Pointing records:
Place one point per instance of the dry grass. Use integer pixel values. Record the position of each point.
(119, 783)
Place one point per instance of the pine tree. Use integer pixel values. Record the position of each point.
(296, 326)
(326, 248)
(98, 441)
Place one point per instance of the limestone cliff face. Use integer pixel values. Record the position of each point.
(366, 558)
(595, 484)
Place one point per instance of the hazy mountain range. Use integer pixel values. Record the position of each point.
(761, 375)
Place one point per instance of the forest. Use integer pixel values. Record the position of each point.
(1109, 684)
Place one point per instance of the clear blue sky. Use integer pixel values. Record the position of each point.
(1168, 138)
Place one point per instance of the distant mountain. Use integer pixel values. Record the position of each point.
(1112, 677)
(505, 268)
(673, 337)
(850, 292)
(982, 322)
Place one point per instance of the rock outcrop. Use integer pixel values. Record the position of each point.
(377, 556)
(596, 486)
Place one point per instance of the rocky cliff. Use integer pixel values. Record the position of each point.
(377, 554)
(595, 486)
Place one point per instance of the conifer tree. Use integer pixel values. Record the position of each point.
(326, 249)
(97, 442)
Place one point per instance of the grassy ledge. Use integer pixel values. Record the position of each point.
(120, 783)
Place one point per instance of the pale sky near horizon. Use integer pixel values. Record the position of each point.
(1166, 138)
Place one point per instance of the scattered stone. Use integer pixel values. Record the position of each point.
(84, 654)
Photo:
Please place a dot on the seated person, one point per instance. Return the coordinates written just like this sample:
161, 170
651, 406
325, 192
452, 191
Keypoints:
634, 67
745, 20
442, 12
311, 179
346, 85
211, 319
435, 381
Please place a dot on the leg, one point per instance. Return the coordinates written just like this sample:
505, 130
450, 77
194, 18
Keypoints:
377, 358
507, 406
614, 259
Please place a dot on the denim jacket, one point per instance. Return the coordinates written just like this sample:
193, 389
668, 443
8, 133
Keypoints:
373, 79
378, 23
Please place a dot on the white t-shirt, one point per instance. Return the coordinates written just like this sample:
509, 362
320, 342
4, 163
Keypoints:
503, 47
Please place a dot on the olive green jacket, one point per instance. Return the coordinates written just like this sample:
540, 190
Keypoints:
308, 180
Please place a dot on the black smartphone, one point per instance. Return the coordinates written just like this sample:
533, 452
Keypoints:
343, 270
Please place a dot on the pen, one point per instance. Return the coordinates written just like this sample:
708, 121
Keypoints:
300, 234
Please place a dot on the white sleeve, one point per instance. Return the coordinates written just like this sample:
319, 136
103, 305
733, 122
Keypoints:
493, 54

JOB: Rewrite all of the records above as a Markdown table with the columns "Row" and "Line." Give each line its own numbered row and leave out any blank lines.

THE COMPLETED TASK:
| Row | Line |
|---|---|
| 1 | Place one point per instance of the dry grass. Use integer pixel values. Record the position of each point. |
| 2 | (119, 783) |
| 3 | Place one point per instance of the pine tree. Use integer pixel values. Record the position of each point. |
| 4 | (296, 326) |
| 5 | (326, 248) |
| 6 | (98, 441) |
| 7 | Place one point per instance of the limestone cliff face. Use integer pixel values. Record the position of each point. |
| 8 | (366, 558) |
| 9 | (595, 484) |
| 10 | Place one point per instance of the hazy mountain range. Use integer pixel values. Record the position of each point. |
| 11 | (761, 375) |
| 12 | Place one point per instance of the forest. Use integer pixel values. Record the position of each point. |
| 13 | (1109, 684) |
| 14 | Place one point per instance of the clear blue sky. Use integer pixel values. Record the position of each point. |
| 15 | (1168, 138) |
| 16 | Place one point per instance of the distant mountain. Use integer pixel values. Record the position of each point. |
| 17 | (1112, 677) |
| 18 | (505, 268) |
| 19 | (673, 337) |
| 20 | (850, 292) |
| 21 | (982, 322) |
| 22 | Place one point per instance of the rock outcrop. Use integer pixel values. Record the position of each point. |
| 23 | (377, 556) |
| 24 | (596, 486) |
| 25 | Place one point per instance of the rocky cliff. Use integer pixel values. Record the position of each point. |
| 26 | (377, 554) |
| 27 | (595, 486) |
| 28 | Place one point per instance of the conifer tree. Use integer pixel values. Record the position of each point. |
| 29 | (326, 249) |
| 30 | (97, 442) |
| 31 | Place one point per instance of the grassy ledge. Use integer pixel values. Record the position of each point. |
| 32 | (120, 783) |
| 33 | Place one point per instance of the pale sky near horizon. Use integer pixel values. Record the position of each point. |
| 34 | (1166, 138) |
| 35 | Place one point per instance of the scattered stone. Use integer pixel values. Record the position of each point. |
| 36 | (84, 654) |
| 37 | Photo: |
| 38 | Please place a dot on the seated person, one point per instance. Return the coordinates written just like this sample: |
| 39 | 161, 170 |
| 40 | 651, 406 |
| 41 | 325, 192 |
| 42 | 452, 191 |
| 43 | Keypoints: |
| 44 | 634, 67 |
| 45 | 745, 20 |
| 46 | 442, 12 |
| 47 | 311, 179 |
| 48 | 346, 85 |
| 49 | 211, 319 |
| 50 | 435, 381 |
| 51 | Please place a dot on the leg, one point per instance. Return the coordinates written just like this sample: |
| 52 | 505, 130 |
| 53 | 450, 77 |
| 54 | 194, 18 |
| 55 | Keypoints: |
| 56 | 377, 358 |
| 57 | 507, 406 |
| 58 | 614, 259 |
| 59 | Please place a dot on the denim jacket, one point per instance. Return the coordinates written just like this sample: |
| 60 | 193, 389 |
| 61 | 668, 443 |
| 62 | 8, 133 |
| 63 | Keypoints: |
| 64 | 373, 79 |
| 65 | 378, 23 |
| 66 | Please place a dot on the white t-shirt, one point per instance. Return the coordinates written just like this sample: |
| 67 | 509, 362 |
| 68 | 320, 342 |
| 69 | 4, 163 |
| 70 | Keypoints: |
| 71 | 503, 47 |
| 72 | Please place a dot on the olive green jacket, one point per instance. Return the coordinates written just like this sample: |
| 73 | 540, 190 |
| 74 | Keypoints: |
| 75 | 308, 180 |
| 76 | Please place a dot on the black smartphone, one point per instance. Return the coordinates written just like this sample: |
| 77 | 533, 452 |
| 78 | Keypoints: |
| 79 | 343, 270 |
| 80 | Please place a dot on the pen, one point per instance. Return the coordinates written just like this sample: |
| 81 | 708, 121 |
| 82 | Keypoints: |
| 83 | 300, 234 |
| 84 | Please place a dot on the white sleeve, one point per instance. Return the coordinates written just like this sample: |
| 85 | 319, 136 |
| 86 | 103, 305 |
| 87 | 733, 122 |
| 88 | Keypoints: |
| 89 | 493, 54 |